> _Provided information_
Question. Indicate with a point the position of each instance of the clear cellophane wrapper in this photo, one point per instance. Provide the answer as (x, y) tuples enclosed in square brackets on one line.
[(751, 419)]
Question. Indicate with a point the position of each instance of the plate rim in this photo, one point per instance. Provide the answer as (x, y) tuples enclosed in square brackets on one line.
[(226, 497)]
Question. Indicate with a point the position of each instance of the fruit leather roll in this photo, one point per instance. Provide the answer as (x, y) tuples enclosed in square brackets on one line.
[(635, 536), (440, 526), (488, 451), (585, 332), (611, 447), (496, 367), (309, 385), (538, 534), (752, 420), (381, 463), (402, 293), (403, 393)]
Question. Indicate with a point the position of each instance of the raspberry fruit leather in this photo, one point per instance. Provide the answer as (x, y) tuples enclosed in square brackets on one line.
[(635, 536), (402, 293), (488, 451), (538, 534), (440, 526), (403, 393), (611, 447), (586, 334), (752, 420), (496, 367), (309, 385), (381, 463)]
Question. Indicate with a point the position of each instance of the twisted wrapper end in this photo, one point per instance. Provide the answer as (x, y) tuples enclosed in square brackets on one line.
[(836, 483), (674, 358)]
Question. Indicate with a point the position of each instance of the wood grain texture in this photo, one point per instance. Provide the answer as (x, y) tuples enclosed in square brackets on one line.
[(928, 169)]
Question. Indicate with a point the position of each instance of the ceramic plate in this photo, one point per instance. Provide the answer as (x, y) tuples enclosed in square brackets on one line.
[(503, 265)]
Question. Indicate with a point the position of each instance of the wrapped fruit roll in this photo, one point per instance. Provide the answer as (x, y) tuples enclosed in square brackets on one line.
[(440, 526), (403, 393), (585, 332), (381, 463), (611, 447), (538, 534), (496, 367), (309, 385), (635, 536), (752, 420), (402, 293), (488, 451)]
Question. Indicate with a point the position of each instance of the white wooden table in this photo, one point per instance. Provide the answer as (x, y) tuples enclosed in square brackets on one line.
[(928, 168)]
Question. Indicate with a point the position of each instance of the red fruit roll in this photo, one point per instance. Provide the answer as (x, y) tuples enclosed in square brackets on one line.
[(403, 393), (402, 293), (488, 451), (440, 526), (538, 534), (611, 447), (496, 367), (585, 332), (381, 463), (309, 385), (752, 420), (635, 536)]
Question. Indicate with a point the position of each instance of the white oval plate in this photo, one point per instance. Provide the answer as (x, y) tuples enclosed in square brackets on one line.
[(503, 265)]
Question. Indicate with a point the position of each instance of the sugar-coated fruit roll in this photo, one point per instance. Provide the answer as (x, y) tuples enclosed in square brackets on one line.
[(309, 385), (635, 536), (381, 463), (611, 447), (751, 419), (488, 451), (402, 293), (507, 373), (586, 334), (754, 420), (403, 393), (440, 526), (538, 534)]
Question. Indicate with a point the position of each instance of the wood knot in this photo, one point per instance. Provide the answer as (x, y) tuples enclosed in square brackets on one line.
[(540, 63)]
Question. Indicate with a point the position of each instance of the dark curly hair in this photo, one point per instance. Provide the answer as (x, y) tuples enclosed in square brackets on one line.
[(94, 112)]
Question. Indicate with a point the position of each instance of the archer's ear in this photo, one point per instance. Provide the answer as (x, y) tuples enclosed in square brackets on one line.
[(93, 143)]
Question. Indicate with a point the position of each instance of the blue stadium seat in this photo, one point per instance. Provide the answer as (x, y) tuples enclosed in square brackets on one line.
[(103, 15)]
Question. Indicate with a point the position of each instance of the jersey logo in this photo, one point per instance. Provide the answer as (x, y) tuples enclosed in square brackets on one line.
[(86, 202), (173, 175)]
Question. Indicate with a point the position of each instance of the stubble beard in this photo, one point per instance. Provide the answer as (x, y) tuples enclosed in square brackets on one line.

> _What this task involves_
Print all the data exactly as shown above.

> _Task answer_
Question. Indicate with a point the position of each instance of the clear cellophane wrapper in this photo, one point per instance. Provide the answer as (x, y) tuples enclosed in square brackets on one line.
[(751, 419)]
Question. Indicate with a point the position of each instance of the plate rim in this photo, one point per instance. Provide the answer as (x, y) tuples enclosed in square brackets on one line.
[(226, 497)]
Question. Indicate with a point the position of each instance of the fruit leather roll in this photo, one point per instance. Provide the answer as (x, y) tuples enclosed in square brackets on one line.
[(635, 536), (440, 526), (488, 451), (585, 332), (611, 447), (496, 367), (309, 385), (538, 534), (752, 420), (381, 463), (402, 293), (403, 393)]
Question. Indicate with a point the position of each instance of the raspberry fruit leather in this photo, one point per instance. Provide the answer as (x, y) tuples enclosed in square brackets on one line.
[(635, 536), (402, 293), (488, 451), (538, 534), (440, 526), (403, 393), (611, 447), (586, 334), (752, 420), (496, 367), (309, 385), (381, 463)]
Question. Indicate with a point the position of each instance of the twisted wrapper end in this photo, one point per instance. Provide the answer as (x, y) tuples enclosed in square brackets on one line.
[(836, 483), (674, 358)]
Question. Indicate with a point the position of each instance of the wood grain texture in this photo, one point per instance. Provide the answer as (x, y) tuples enclosed in square brackets on one line.
[(928, 169)]
Question. Indicate with a point the position of each instance of the ceramic plate in this photo, one point per instance. Provide the answer as (x, y) tuples enclosed in square brackets on one line.
[(503, 265)]
Question. Indicate with a point the position of each instance of the wrapped fruit roll in this photo, one point per instance. Provide the answer as (x, y) tuples enclosed in square brackets on one line.
[(440, 526), (403, 393), (585, 332), (381, 463), (611, 447), (538, 534), (496, 367), (309, 385), (635, 536), (752, 420), (402, 293), (488, 451)]
Question. Indicate with a point the position of each instance of the white wooden table in this photo, one point per instance. Provide the answer as (x, y) tuples enclosed in square brackets on one line.
[(928, 168)]
Question. Indicate with a point the position of each instance of the red fruit roll in this photo, one point per instance. Provide the answer as (x, y) tuples enclosed in square brackets on one line.
[(403, 393), (402, 293), (488, 451), (440, 526), (538, 534), (611, 447), (496, 367), (585, 332), (381, 463), (309, 385), (752, 420), (635, 536)]
Question. Indicate with a point the position of each instance of the white oval plate in this photo, one point per instance. Provide the answer as (x, y) tuples enclosed in square brackets on one line.
[(503, 265)]
Question. Indicate with a point the position of each instance of the sugar-coated fruit roll in this photo, one point per instance. Provide the answer as (x, y) tuples enclosed in square brackets on one line.
[(309, 385), (635, 536), (381, 463), (611, 447), (751, 419), (488, 451), (402, 293), (507, 373), (586, 334), (754, 420), (403, 393), (440, 526), (538, 534)]
Question. Indicate with a point the position of each instance of the wood knot in this photo, one point per instance. Provide the answer as (x, y) tuples enclosed in square brackets on one line.
[(540, 63)]
Question. Indicate with a point the position of each instance of the dark curly hair in this photo, one point per instance. Provide the answer as (x, y) tuples enclosed in square brackets on one line.
[(94, 112)]
Question. Indicate with a point the position of each instance of the archer's ear in this photo, one point per instance. Provide the answer as (x, y) tuples enclosed in square brackets on one line.
[(93, 143)]
Question. Indicate with a point the position of each instance of the blue stadium seat in this photo, one point per instance. Provide the answer as (x, y) tuples enclosed in square brackets on one line.
[(103, 15)]
Question. Indicate with a point the position of each instance of the jersey logo in this photo, one point per instance. Provide the answer as (x, y) tuples enclosed in square brackets on one line.
[(86, 202), (173, 175)]
Question. Indicate with a point the position of each instance of the stubble beard in this photo, one point per instance. Provide the answer as (x, y) tuples enclosed in square brackets on one line.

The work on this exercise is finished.